>>>>>

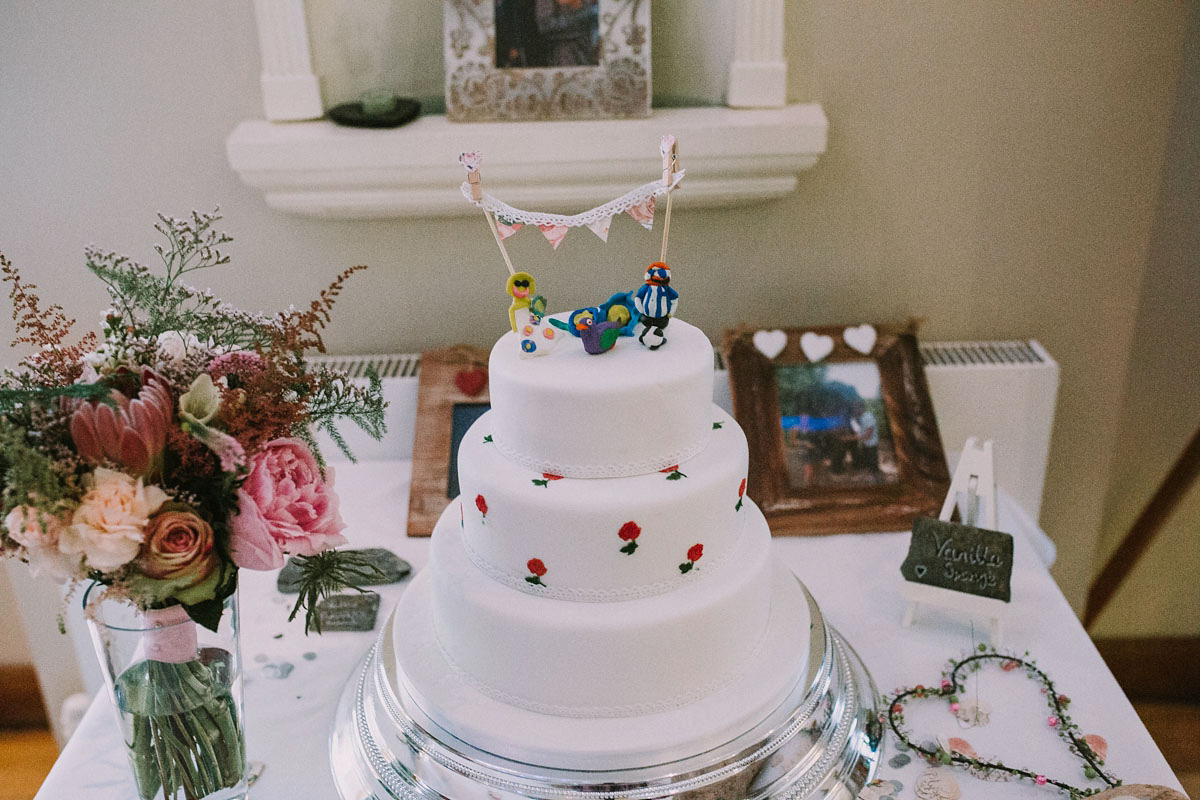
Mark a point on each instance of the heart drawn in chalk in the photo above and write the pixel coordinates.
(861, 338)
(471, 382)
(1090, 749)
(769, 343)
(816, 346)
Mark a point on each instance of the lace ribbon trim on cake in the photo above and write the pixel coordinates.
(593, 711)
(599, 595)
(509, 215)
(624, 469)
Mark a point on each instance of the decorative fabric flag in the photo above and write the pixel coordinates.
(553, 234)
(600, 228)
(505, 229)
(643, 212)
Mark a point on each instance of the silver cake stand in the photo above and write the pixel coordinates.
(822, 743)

<<<<<
>>>>>

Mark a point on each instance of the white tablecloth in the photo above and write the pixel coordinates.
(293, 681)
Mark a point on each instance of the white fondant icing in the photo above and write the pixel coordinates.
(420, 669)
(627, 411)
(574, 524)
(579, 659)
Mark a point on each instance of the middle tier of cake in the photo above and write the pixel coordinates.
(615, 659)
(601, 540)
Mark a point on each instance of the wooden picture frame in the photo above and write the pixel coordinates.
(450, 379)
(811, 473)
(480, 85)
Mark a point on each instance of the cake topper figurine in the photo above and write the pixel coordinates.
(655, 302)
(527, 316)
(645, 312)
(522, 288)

<<<<<
>>>>>

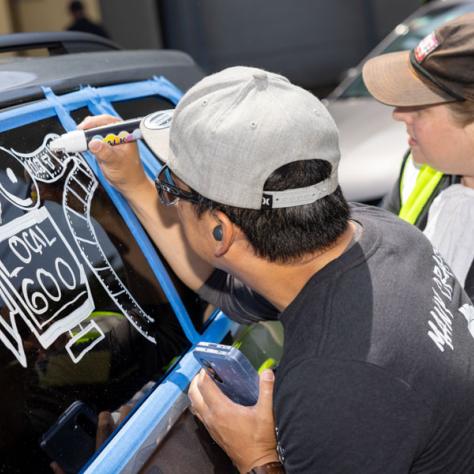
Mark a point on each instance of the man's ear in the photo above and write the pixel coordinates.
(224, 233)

<<<<<

Exercise aim: Count the lines in the three blocks that contain the string "above", matching case exactly. Reply with the number alone.

Exercise output: 10